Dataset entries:
== Segment start ==
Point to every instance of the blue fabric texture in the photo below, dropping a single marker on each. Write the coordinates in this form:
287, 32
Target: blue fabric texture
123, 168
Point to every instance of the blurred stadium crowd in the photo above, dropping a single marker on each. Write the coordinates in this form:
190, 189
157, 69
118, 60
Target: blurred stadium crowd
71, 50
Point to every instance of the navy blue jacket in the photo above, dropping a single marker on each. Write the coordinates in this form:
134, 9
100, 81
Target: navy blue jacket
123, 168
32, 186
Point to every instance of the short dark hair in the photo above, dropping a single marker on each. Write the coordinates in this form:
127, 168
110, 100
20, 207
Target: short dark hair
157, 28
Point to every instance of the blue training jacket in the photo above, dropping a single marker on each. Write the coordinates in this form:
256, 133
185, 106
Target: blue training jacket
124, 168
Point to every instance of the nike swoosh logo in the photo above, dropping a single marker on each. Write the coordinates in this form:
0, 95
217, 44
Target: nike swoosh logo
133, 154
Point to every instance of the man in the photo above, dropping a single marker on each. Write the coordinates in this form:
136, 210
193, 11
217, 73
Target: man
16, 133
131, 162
== Segment end ==
_What is needed:_
The full set of records is to be written out once more, word for word.

_Response below:_
Point to every instance of the blue fabric texture in the photo below, dropping a single marker on each. Write the coordinates in this form:
287, 32
Target: blue fabric texture
123, 168
Point to every instance of the blurred stadium crowd in the photo above, dropping a single marker on each. Write the coordinates in this form:
190, 189
157, 69
118, 60
Target: blurred stadium crowd
71, 50
Point to every instance of the navy blue jacket in the photo above, dropping a single marker on each. Write the coordinates in this form:
134, 9
100, 81
Target: navy blue jacket
123, 168
32, 186
Point to every instance of the short dark hair in the photo above, dropping a single marker on each. Write the coordinates in this form:
127, 168
110, 100
20, 207
Target: short dark hair
157, 28
Point to every instance of the blue training jacket in the photo above, dropping a single marker on each. Write the coordinates in this form:
256, 133
185, 106
Target: blue training jacket
124, 168
Point to every instance of the nike swoosh logo in the photo above, dropping a single marker on each. Write the coordinates in this form:
0, 95
217, 44
Target: nike swoosh logo
133, 154
Point to every instance of the man in the photo above, dropping a single marker on each. Write the coordinates in this form:
136, 210
193, 11
217, 73
Target: man
16, 133
131, 162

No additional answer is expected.